Blog
Feb 23, 2026
Why Home Health Documentation Is Driving Your Best Nurses Out the Door

Kathy Duckett

My bachelor’s degree had 10 weeks of training in home health, which is very unusual. Most nursing programs don’t offer any home health-specific training. I got an entire semester, and from that point on, I was hooked. I’ve spent the last 30-plus years carrying a bag, supervising nurses, running agencies, building specialty programs, and, more recently, helping technology teams understand what clinicians actually need. And after all that time, the thing I keep coming back to is that home health was designed to do something very specific, and we’ve buried that purpose under so much documentation that we can barely see it anymore.
People Heal Better at Home
We know from research that patients recover faster when they’re in their own environment. Patients with dementia have significantly less confusion when they’re cared for at home versus being moved to a hospital, where everything is unfamiliar, and the schedule revolves around clinical convenience rather than the patient’s needs. Infection rates drop. Outcomes improve. And the cost difference is dramatic: a day in the hospital runs roughly $3,100, while a day of home-based care is around $1,100.
Why? Because at home you’re not paying for the building, the 24-hour nursing staff, the housekeeping, the kitchens, the lab staff, and all the support infrastructure that keeps a hospital running even when an individual patient doesn’t need most of it on any given day. For patients who are past the acute phase, there’s no clinical reason to keep them in that environment. The powers that be want to move care into the home. But if we’re going to do that, we have to figure out a much better way to deliver it.

| Material shown |
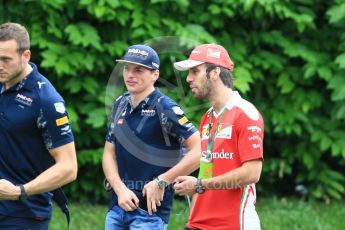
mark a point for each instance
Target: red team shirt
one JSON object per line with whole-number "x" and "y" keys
{"x": 239, "y": 139}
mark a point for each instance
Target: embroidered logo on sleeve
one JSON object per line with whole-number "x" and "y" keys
{"x": 183, "y": 120}
{"x": 60, "y": 107}
{"x": 177, "y": 110}
{"x": 61, "y": 121}
{"x": 23, "y": 99}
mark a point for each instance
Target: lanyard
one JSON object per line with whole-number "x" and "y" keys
{"x": 213, "y": 136}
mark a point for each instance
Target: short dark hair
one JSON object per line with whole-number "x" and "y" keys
{"x": 225, "y": 74}
{"x": 17, "y": 32}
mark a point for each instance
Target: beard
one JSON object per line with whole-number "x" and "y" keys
{"x": 205, "y": 89}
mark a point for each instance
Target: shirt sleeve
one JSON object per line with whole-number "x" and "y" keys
{"x": 54, "y": 122}
{"x": 175, "y": 122}
{"x": 110, "y": 135}
{"x": 250, "y": 138}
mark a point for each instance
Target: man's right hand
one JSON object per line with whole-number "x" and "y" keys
{"x": 127, "y": 199}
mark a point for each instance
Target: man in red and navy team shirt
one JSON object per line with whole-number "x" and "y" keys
{"x": 143, "y": 144}
{"x": 37, "y": 153}
{"x": 232, "y": 132}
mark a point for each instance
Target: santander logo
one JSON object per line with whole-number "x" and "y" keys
{"x": 219, "y": 155}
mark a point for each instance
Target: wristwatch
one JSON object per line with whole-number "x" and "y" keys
{"x": 198, "y": 187}
{"x": 23, "y": 195}
{"x": 161, "y": 183}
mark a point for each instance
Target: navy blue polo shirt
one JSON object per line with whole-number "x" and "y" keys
{"x": 148, "y": 141}
{"x": 33, "y": 119}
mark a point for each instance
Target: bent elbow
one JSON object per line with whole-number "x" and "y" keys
{"x": 256, "y": 178}
{"x": 71, "y": 173}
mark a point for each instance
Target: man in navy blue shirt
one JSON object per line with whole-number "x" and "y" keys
{"x": 143, "y": 147}
{"x": 37, "y": 152}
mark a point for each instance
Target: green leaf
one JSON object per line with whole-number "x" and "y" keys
{"x": 325, "y": 143}
{"x": 340, "y": 60}
{"x": 285, "y": 83}
{"x": 242, "y": 79}
{"x": 96, "y": 118}
{"x": 90, "y": 84}
{"x": 308, "y": 160}
{"x": 336, "y": 13}
{"x": 214, "y": 9}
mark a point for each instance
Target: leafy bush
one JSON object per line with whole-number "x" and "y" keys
{"x": 289, "y": 61}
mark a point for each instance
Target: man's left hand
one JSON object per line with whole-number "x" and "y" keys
{"x": 154, "y": 196}
{"x": 8, "y": 191}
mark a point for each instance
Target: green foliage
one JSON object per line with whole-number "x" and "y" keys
{"x": 289, "y": 61}
{"x": 274, "y": 214}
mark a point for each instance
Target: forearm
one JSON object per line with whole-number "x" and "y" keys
{"x": 248, "y": 173}
{"x": 110, "y": 168}
{"x": 54, "y": 177}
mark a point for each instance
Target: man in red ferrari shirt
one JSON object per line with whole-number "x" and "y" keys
{"x": 232, "y": 132}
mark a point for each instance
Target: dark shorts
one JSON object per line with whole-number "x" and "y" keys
{"x": 16, "y": 223}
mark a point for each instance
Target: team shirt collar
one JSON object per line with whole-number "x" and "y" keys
{"x": 229, "y": 105}
{"x": 26, "y": 83}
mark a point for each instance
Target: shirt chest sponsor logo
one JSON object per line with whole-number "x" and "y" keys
{"x": 148, "y": 112}
{"x": 22, "y": 99}
{"x": 60, "y": 107}
{"x": 254, "y": 129}
{"x": 224, "y": 131}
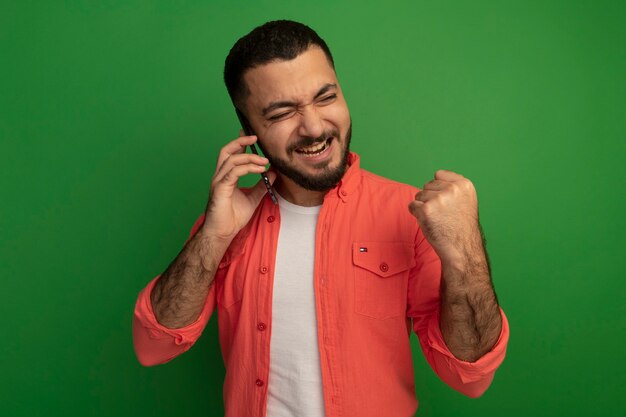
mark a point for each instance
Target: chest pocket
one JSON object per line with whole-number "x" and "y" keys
{"x": 381, "y": 271}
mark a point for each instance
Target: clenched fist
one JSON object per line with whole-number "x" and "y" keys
{"x": 447, "y": 211}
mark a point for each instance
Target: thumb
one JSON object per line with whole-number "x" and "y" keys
{"x": 259, "y": 190}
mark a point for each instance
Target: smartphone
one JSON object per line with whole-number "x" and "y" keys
{"x": 247, "y": 129}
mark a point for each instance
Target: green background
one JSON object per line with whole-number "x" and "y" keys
{"x": 111, "y": 117}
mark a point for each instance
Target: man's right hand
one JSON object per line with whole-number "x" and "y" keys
{"x": 229, "y": 209}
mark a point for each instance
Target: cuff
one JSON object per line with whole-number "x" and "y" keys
{"x": 471, "y": 371}
{"x": 147, "y": 319}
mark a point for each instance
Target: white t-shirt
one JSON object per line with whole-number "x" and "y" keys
{"x": 295, "y": 378}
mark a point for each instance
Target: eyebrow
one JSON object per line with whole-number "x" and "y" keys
{"x": 278, "y": 104}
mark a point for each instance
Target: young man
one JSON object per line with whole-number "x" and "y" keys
{"x": 317, "y": 296}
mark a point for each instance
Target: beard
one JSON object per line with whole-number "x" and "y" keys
{"x": 328, "y": 178}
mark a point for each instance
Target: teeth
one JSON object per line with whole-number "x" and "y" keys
{"x": 313, "y": 149}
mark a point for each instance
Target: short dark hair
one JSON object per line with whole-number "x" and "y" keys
{"x": 278, "y": 40}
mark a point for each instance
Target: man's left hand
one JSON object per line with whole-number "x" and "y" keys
{"x": 447, "y": 211}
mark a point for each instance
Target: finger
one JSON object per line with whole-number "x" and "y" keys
{"x": 442, "y": 174}
{"x": 415, "y": 208}
{"x": 239, "y": 159}
{"x": 426, "y": 195}
{"x": 436, "y": 185}
{"x": 235, "y": 147}
{"x": 231, "y": 177}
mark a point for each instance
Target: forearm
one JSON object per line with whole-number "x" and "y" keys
{"x": 180, "y": 292}
{"x": 470, "y": 314}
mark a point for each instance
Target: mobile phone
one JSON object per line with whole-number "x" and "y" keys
{"x": 247, "y": 129}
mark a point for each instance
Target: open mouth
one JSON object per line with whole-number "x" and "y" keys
{"x": 314, "y": 150}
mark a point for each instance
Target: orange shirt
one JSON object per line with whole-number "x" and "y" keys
{"x": 375, "y": 278}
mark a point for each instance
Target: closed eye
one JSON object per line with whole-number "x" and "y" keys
{"x": 278, "y": 116}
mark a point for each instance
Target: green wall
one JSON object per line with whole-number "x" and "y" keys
{"x": 111, "y": 117}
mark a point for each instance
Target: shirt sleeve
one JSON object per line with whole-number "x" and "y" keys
{"x": 156, "y": 344}
{"x": 469, "y": 378}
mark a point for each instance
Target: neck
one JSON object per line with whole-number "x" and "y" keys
{"x": 297, "y": 195}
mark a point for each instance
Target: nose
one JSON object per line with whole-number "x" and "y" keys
{"x": 311, "y": 123}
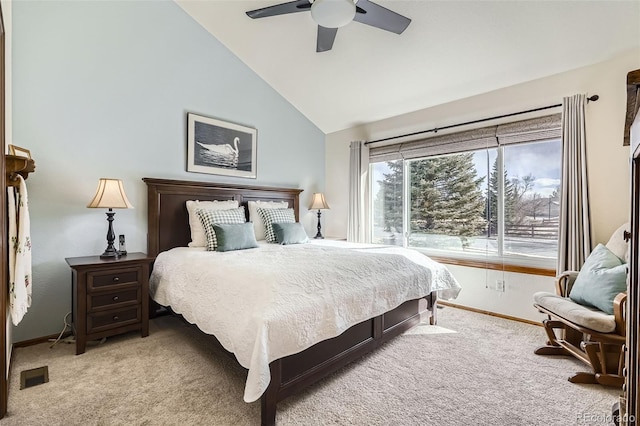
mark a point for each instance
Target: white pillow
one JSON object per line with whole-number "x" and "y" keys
{"x": 198, "y": 237}
{"x": 258, "y": 224}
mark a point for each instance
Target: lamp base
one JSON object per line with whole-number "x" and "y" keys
{"x": 319, "y": 234}
{"x": 110, "y": 252}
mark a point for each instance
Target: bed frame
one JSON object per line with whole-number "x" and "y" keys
{"x": 168, "y": 227}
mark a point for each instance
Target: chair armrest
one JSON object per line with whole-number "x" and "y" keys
{"x": 564, "y": 282}
{"x": 619, "y": 309}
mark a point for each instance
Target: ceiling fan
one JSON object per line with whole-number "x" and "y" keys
{"x": 333, "y": 14}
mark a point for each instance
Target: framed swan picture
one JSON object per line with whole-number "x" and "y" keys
{"x": 219, "y": 147}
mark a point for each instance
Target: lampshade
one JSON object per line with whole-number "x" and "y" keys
{"x": 110, "y": 195}
{"x": 318, "y": 202}
{"x": 333, "y": 13}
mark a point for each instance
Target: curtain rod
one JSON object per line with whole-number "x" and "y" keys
{"x": 436, "y": 129}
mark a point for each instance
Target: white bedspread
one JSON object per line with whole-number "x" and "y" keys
{"x": 266, "y": 303}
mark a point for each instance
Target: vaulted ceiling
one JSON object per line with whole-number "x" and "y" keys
{"x": 451, "y": 50}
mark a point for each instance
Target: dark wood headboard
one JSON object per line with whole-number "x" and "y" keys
{"x": 168, "y": 221}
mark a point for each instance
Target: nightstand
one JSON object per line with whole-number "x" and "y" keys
{"x": 109, "y": 296}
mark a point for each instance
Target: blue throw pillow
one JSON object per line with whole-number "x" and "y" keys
{"x": 600, "y": 279}
{"x": 236, "y": 236}
{"x": 290, "y": 233}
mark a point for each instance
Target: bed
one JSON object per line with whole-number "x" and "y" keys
{"x": 287, "y": 369}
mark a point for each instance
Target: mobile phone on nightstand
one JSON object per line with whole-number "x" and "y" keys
{"x": 123, "y": 247}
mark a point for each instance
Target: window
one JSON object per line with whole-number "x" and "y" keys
{"x": 500, "y": 201}
{"x": 387, "y": 184}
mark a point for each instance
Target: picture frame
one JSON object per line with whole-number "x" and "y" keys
{"x": 19, "y": 151}
{"x": 220, "y": 147}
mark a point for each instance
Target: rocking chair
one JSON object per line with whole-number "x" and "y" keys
{"x": 589, "y": 334}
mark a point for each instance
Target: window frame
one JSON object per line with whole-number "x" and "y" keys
{"x": 543, "y": 265}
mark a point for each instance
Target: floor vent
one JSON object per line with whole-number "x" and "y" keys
{"x": 33, "y": 377}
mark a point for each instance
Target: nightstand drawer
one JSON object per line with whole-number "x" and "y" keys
{"x": 110, "y": 319}
{"x": 113, "y": 300}
{"x": 102, "y": 279}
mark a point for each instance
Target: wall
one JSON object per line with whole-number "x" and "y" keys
{"x": 607, "y": 162}
{"x": 101, "y": 89}
{"x": 6, "y": 18}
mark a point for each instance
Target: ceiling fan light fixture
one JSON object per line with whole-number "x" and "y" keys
{"x": 333, "y": 13}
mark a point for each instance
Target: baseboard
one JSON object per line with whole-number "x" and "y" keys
{"x": 38, "y": 340}
{"x": 493, "y": 314}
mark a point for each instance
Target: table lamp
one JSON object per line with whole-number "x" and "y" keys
{"x": 319, "y": 203}
{"x": 110, "y": 195}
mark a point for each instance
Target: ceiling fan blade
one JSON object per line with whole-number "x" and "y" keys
{"x": 380, "y": 17}
{"x": 326, "y": 36}
{"x": 280, "y": 9}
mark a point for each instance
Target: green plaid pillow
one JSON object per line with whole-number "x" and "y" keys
{"x": 216, "y": 217}
{"x": 271, "y": 216}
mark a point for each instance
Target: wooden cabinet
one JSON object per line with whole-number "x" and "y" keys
{"x": 109, "y": 296}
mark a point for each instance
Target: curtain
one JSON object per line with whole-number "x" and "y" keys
{"x": 357, "y": 222}
{"x": 574, "y": 244}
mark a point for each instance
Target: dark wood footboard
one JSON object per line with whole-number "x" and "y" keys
{"x": 168, "y": 227}
{"x": 291, "y": 374}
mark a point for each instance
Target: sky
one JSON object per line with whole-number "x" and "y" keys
{"x": 542, "y": 160}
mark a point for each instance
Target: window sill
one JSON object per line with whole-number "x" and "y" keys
{"x": 506, "y": 267}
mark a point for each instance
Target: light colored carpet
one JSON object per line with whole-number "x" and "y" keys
{"x": 484, "y": 372}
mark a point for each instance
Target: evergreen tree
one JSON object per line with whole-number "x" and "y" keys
{"x": 510, "y": 199}
{"x": 446, "y": 197}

| Explore the material |
(1) Answer these questions using the home health post:
(a) How many weeks of home health training did the author's bachelor's degree include?
(b) About how much does a day in the hospital cost, compared with a day of home-based care?
(c) Which patients have significantly less confusion when cared for at home?
(2) Extend the home health post past its final paragraph.

| Results for each task |
(1)
(a) 10 weeks.
(b) A hospital day costs roughly $3,100, and a day of home-based care costs around $1,100.
(c) Patients with dementia.

(2)
The Bridge That Became a Bottleneck
When Medicare funded home health care in the 1960s, the concept was beautifully simple: a short-term bridge between being completely cared for in the hospital and being completely independent at home. It was designed to be intermittent visits from a clinical specialist, like a nurse, physical, occupational, or speech therapist, for a short period of time, not daily or forever. The patient would be seen up to several times a week over a 30- 60 day episode of care. During that time, the clinician would provide education and training to the patient and any caregivers to promote safe self-management. The patient would be discharged when the goals were met or when the patient no longer required skilled services. The whole point was to have a finite, predictable ending of service. When we walk in the door, we’re already supposed to be thinking about when we’re going to discharge the patient.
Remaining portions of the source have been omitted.